[Dataset excerpt]
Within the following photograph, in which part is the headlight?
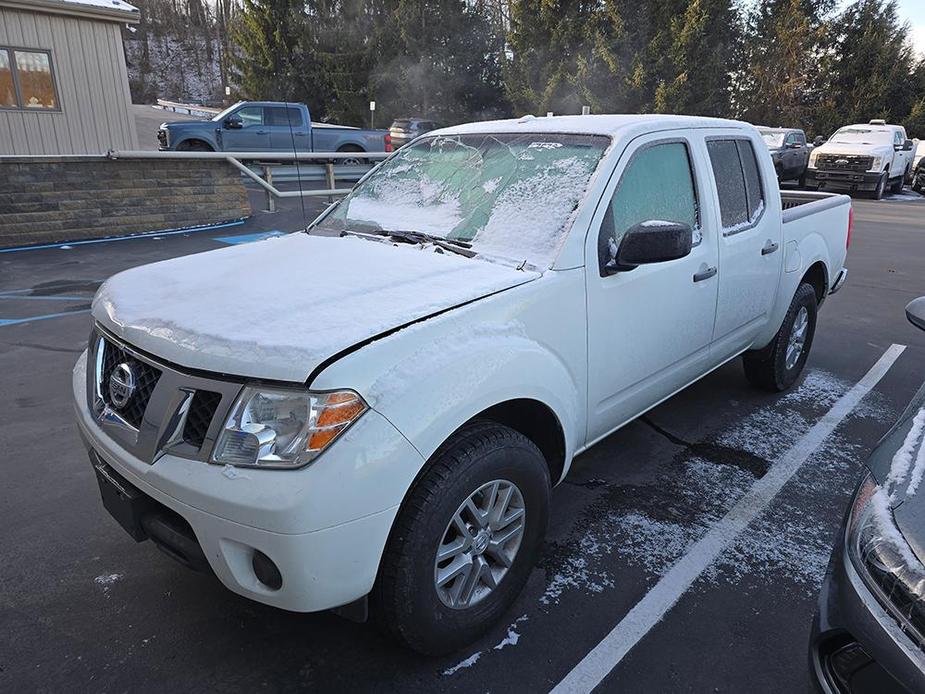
[212,386,367,468]
[847,475,925,642]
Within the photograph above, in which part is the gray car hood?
[93,233,539,382]
[868,385,925,563]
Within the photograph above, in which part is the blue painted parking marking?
[0,289,92,328]
[0,219,246,253]
[0,308,90,328]
[212,229,286,246]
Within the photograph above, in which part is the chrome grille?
[183,390,222,448]
[816,154,874,171]
[87,326,242,464]
[99,338,161,429]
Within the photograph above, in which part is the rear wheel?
[890,176,905,195]
[372,422,550,655]
[742,282,817,393]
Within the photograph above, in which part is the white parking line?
[552,345,906,694]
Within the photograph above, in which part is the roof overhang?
[0,0,141,24]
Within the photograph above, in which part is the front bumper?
[806,169,881,191]
[73,353,423,612]
[809,533,925,694]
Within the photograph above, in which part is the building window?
[0,47,61,111]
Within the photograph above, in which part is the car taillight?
[845,207,854,249]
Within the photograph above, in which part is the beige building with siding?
[0,0,139,156]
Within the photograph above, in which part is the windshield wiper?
[341,229,476,258]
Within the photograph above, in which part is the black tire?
[742,282,817,393]
[370,422,551,655]
[337,145,369,166]
[177,140,215,152]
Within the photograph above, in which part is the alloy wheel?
[434,480,526,609]
[784,306,809,370]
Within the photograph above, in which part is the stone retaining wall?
[0,157,251,248]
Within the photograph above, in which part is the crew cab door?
[264,106,311,152]
[706,132,784,362]
[585,133,720,441]
[220,106,270,152]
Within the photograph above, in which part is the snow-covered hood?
[93,233,539,382]
[813,142,893,157]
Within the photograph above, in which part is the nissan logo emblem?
[109,362,135,410]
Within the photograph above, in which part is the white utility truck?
[73,115,851,653]
[806,120,914,200]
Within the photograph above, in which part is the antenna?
[284,101,311,220]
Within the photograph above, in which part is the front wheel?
[372,422,551,655]
[890,176,905,195]
[742,282,817,393]
[872,173,887,200]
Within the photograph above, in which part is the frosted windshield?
[761,132,785,147]
[320,133,610,267]
[829,128,893,145]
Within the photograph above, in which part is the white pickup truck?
[805,120,914,200]
[73,115,851,653]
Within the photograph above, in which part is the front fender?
[170,132,222,152]
[368,326,583,476]
[310,269,587,484]
[753,228,835,348]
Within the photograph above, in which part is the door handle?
[694,267,716,282]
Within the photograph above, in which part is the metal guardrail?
[156,99,222,118]
[106,150,390,212]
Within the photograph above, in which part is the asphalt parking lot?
[0,184,925,692]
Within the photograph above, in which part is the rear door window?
[707,139,765,233]
[235,106,263,128]
[266,106,302,128]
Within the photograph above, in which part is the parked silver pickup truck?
[157,101,392,164]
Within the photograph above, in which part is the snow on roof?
[436,114,746,135]
[39,0,141,22]
[60,0,138,12]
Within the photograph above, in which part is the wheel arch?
[797,260,829,306]
[175,137,218,152]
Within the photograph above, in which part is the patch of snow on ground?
[493,615,527,651]
[93,574,123,598]
[443,651,482,677]
[540,371,892,605]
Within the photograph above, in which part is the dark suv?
[389,118,441,149]
[758,126,812,185]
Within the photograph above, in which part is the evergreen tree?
[734,0,833,130]
[230,0,326,109]
[505,0,739,115]
[818,0,922,137]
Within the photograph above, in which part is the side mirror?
[605,219,694,274]
[906,296,925,330]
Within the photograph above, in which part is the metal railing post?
[324,159,335,203]
[263,164,276,212]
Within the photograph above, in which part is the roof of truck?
[428,114,751,135]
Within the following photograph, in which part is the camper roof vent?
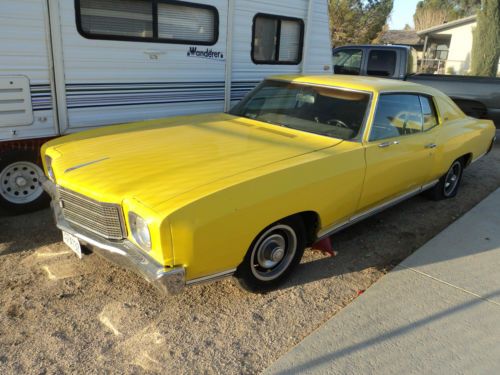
[0,76,33,127]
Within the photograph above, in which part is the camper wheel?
[0,150,49,213]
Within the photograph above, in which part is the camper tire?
[0,150,49,214]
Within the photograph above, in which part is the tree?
[471,0,500,77]
[328,0,393,47]
[413,0,481,31]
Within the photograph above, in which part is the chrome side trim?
[349,187,422,222]
[318,180,439,240]
[422,178,439,191]
[186,268,236,285]
[470,152,486,164]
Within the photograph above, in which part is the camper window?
[75,0,219,45]
[252,14,304,65]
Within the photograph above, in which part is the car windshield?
[229,81,370,140]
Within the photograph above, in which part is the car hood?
[48,114,341,209]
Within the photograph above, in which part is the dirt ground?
[0,145,500,374]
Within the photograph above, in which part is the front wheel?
[0,151,49,213]
[429,159,464,200]
[235,218,305,292]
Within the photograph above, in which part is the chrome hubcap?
[444,161,462,196]
[0,161,43,204]
[251,224,297,281]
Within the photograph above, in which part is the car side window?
[333,49,363,75]
[369,94,423,141]
[420,96,439,132]
[366,50,397,77]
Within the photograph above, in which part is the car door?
[357,93,435,212]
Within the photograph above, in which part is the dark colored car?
[333,45,500,130]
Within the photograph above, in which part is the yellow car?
[42,76,495,293]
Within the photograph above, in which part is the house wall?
[436,22,476,74]
[436,22,500,76]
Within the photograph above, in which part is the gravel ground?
[0,145,500,374]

YOUR TASK
Locate each line in the material that contains the word "hood" and copy those lines out.

ANSWER TO THE TASK
Within the photograph above, in which part is the gray car hood?
Within the photograph above, in which part is the snow-covered hood?
Within the photograph above, in which part is the car hood?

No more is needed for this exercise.